Das stand sogar in der Zeitung

 

Die Entwicklung der Zeitungsinhalte - persönliche Meinung

 

Über die Qualität der Qualitätsmedien kann man streiten. Neben Informationen und Berichterstattungen liefern die Zeitungen auch Nebenmaterial, welches nicht nur die Denkweisen der schreibenden Personen zeigt, sondern auch die Entwicklung der Berichterstattung. Da ich selbst nicht perfekt bin, was Rechtschreibung und Zeichensetzung betrifft erst recht nicht, wage ich es nicht, dies zu kritisieren, auch wenn ich bisher der Meinung war, dass dort Personen sitzen würden, die sich um Rechtschreibung etc. explizit kümmern würden. Oftmals scheint diese ehemalige Notwendigkeit aber den allgemeinen Sparmaßnahmen zum Opfer gefallen zu sein.

Das nur am Rande. In letzter Zeit fällt mir auf, dass das Argument „stand heute in der Zeitung“ als allumfassend benutzt wird, um die Dringlichkeit, die Durchschlagskraft oder sogar den vermeintlichen Wahrheitsgehalt der „Meldung“ zu unterstreichen. Dabei scheint es unerheblich zu sein, in welcher Zeitung der jeweilige Beitrag zu finden war und um was für eine Art des Beitrags es sich handelte. Da ein Leserbrief allerdings nicht mit einer Berichterstattung und ein Kommentar nicht mit einer Pressemitteilung verglichen werden kann, macht es Sinn, sich die Beitragsarten noch einmal zu Gemüte zu führen.

 

 

Von der Stellenanzeige bis hin zum Leserbrief

 

In einer Zeitung finden man Nachrichten, Berichte, Reportagen, Leserbriefe, Kommentare, Interviews, Pressemitteilungen, Anzeigen, Kolumnen.
Alles gehört zu den Beitragsarten einer Zeitung. Doch nicht alles lässt sich, hinsichtlich des Informations- und Wahrheitsgehalts vergleichen. Man kann auch nicht sagen, man wäre angezogen, wenn man ausschließlich Schuhe trägt, selbst wenn die Schuhe in die Rubrik „Kleidung“ gehören.

 

Textsorten

 

Grundsätzlich ist es wichtig zu erkennen, ob es sich um einen informierenden Beitrag (Nachricht, Bericht) handelt oder angeblich handeln soll, oder ob hier eine Meinung geäußert wird (Reportage, Leserbrief, Kommentar). Und auch, wie der Beitrag in die Zeitung kam, darf hinterfragt werden. Normalerweise wissen die Urheber, wenn die Zeitung sich ihrer Dinge bedient, aber auch das ist nicht immer so. Es kommt schon mal vor, dass die Zeitung dem Urheber nicht Bescheid gibt und einfach etwas veröffentlicht.
....
Schriftliche Aufgabe 1:
Übertrage diesen Satz aus dem Text über Zeitungsinhalte ins Englische: »Man kann auch nicht sagen, man wäre angezogen, wenn man ausschließlich Schuhe trägt, selbst wenn die Schuhe in die Rubrik „Kleidung“ gehören.«
....
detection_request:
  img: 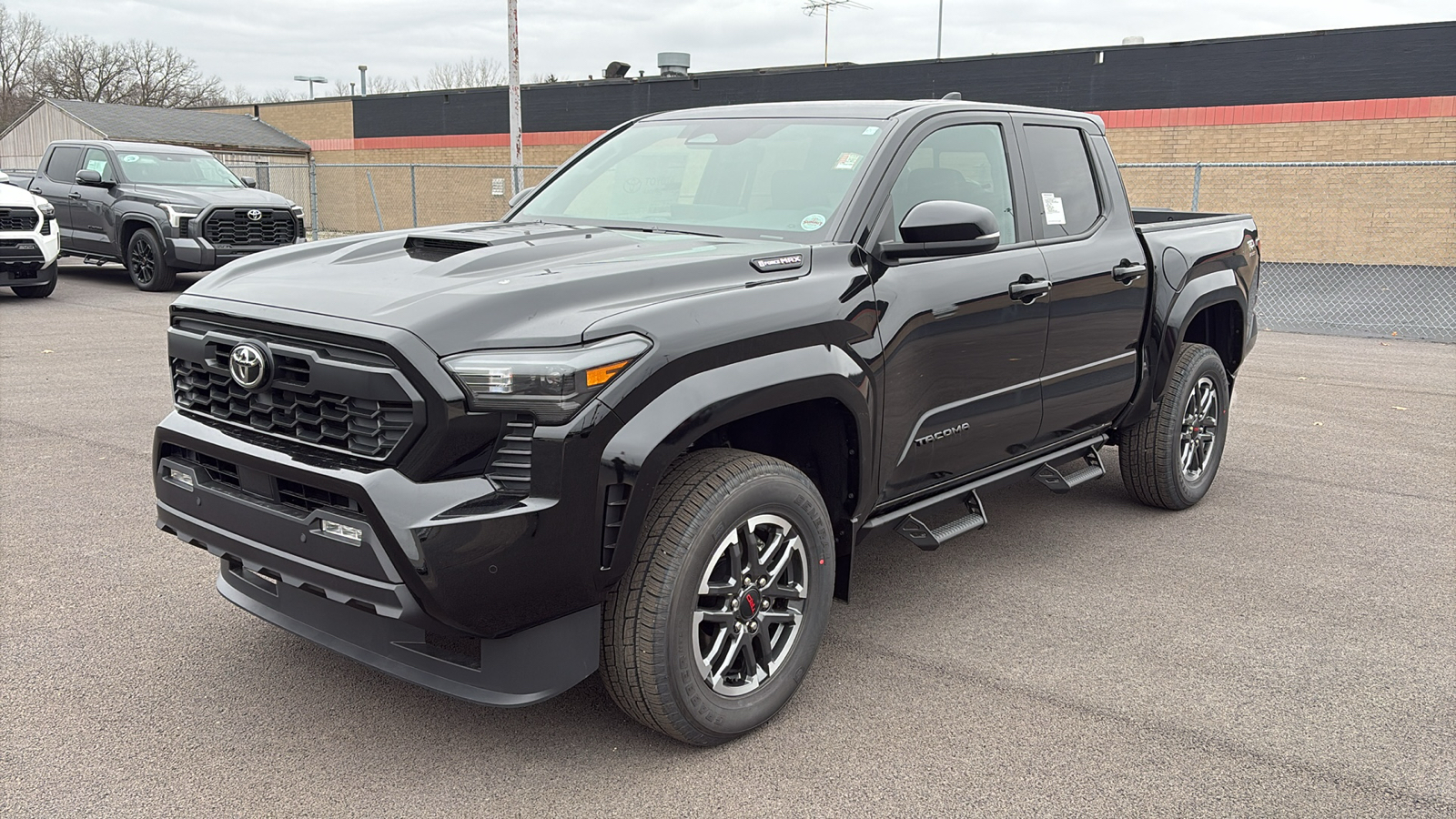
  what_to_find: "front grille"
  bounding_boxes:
[0,208,41,230]
[202,207,298,247]
[172,359,413,458]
....
Schriftliche Aufgabe 2:
Ersetze in allen Datensätzen „front grille“ durch „radiator grille“ und gib ihre Zeilen sonst unverändert wieder. Lass die Bilder in der Antwort bitte weg.

Vollständige Ausgabe 1:
Nor can one say that one is dressed when wearing nothing but shoes, even if shoes belong in the category "clothing."

Vollständige Ausgabe 2:
detection_request:
  img: 
  what_to_find: "radiator grille"
  bounding_boxes:
[0,208,41,230]
[202,207,298,247]
[172,359,413,458]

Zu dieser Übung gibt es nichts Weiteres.